Upgrading your gears with liquid cooling


A time comes when you want to upgrade your gears in your desktop, say a CPU. Either your use case changes or you have different needs, which force you to look for a different, more beefy CPU. In general CPU exchange is limited to swapping the CPU in the socket. But is that all?

Upgrading your cooling solution

Depending on your setup, your old CPU may have behaved well with the current cooling you have. It was selected to satisfy the needs of your old CPU by providing enough heat dissipation. But a CPU upgrade may cause your cooling solution to be insufficient, especially if the performance gap between the old and new CPU is significant. In this blog post I will show you a short story of upgrading from Intel Core i5-12600K to Intel Core i9-14900K and a standard fan+radiator solution to liquid cooling solution and what difficulties you may encounter during such journey. My entry point is the MSI PRO Z690-A DDR4 Full PC build with Dasharo firmware and a custom chassis: MSI MAG FORGE 111R.

Choosing an appropriate model

Choosing a liquid cooling model is not that simple task. First of all you have to take the chassis dimensions into consideration. So it is necessary to take a tape measure and note the dimensions of the chassis sides with mounting holes. Typically this is a top or front side (at least in my case). These should be prepared to fit 120 mm wide fans or radiators by standard. However, depending on the height on the chassis, the number of fans you will be able to fit will be different. In my case the choice was as follows:

  • take liquid cooling with 2x120mm fans (either on top or front side)
  • take liquid cooling with 3x120mm fans (only front side)

Thankfully my front side can fit 3x120mm and considering the performance gap in my CPUs, I decided to go with 3x120mm solution MSI MAG Coreliquid 360R v2. But little did I know back then that mounting it will not be an easy task.

Watching liquid cooling mounting tutorials

I may be a BIOS/firmware developer, but little do I know about advanced PC assembling like liquid cooling assembly. Before I could start playing with it, I had to watch a few tutorials how to NOT mount the liquid cooling to make it perform at its best. Personally I recommend the following in general:

They give very good overview how to properly mount a liquid cooling. That’s what I watched initially when getting to know how to deal with liquid cooling.

Mounting the liquid cooling

Now that I have been promoted from total noob, to a beginner, I have unboxed the cooling parts and started mounting them. Having learned about the air bubbles and recommended mounting I have decided to mount it on the front side of the chassis with the pipes going upwards to the CPU cooling block. This should ensure that the pump will live a long life. Yes…

That’s where the hardships began. I own a Nvidia RTX 3060, which is quite a big monster to be honest. To my surprise, when I mounted every parts of the cooling according to my initial plan, it occurred that I can no longer fit my graphics card… The cooling pipes going from radiator to the CPu cooling block were too short to pass them around the Nvidia GPU. So either I had to put a smaller GPU or resign from liquid cooling. It was very bad news for me.

→ Challenge 1
Which liquid cooling model does the liquid cooling post say was chosen?

→ Records
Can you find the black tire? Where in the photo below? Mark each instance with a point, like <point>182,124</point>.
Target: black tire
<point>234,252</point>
...
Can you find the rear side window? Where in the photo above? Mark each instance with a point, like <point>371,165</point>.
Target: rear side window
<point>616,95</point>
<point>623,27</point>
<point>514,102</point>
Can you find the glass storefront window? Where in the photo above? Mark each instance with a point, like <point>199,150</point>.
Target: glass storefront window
==
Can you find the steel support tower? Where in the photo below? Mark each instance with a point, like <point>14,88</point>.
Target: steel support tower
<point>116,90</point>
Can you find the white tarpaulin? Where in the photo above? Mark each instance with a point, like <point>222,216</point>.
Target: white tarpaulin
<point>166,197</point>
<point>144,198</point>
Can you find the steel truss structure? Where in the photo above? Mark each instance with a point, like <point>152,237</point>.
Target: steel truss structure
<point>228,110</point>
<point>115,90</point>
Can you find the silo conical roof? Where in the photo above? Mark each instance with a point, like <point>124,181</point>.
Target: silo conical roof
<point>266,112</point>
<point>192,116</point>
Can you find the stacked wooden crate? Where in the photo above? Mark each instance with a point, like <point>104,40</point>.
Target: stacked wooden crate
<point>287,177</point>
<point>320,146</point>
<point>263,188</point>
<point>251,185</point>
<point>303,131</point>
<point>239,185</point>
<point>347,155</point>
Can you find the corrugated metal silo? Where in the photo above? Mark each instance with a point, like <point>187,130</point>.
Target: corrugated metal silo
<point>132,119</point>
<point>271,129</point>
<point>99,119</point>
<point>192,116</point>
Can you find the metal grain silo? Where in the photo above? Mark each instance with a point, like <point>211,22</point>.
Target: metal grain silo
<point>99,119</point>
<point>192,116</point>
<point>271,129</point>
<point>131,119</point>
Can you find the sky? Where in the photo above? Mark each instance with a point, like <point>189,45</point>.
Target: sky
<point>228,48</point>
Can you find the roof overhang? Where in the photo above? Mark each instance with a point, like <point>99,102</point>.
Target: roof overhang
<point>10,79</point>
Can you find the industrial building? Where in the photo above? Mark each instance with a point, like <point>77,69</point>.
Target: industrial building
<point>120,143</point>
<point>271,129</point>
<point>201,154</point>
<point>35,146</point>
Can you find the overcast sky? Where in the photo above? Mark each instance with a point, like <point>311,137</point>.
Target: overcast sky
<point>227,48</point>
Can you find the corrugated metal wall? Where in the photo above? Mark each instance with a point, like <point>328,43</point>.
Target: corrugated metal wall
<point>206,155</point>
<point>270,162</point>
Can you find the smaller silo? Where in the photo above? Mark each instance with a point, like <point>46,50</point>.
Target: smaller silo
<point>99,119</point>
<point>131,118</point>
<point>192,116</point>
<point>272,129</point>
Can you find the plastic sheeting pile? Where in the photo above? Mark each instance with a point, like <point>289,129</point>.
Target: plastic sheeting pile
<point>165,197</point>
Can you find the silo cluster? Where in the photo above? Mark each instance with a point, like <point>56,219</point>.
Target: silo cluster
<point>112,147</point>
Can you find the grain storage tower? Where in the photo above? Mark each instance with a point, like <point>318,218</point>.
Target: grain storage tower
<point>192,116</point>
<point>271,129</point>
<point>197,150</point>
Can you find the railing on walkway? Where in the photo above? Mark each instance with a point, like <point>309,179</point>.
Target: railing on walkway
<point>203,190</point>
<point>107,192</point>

→ Challenge 2
List every line in the rows that contains the word "storefront".

→ Exercise response 1
MSI MAG Coreliquid 360R v2

→ Exercise response 2
Can you find the glass storefront window? Where in the photo above? Mark each instance with a point, like <point>199,150</point>.
Target: glass storefront window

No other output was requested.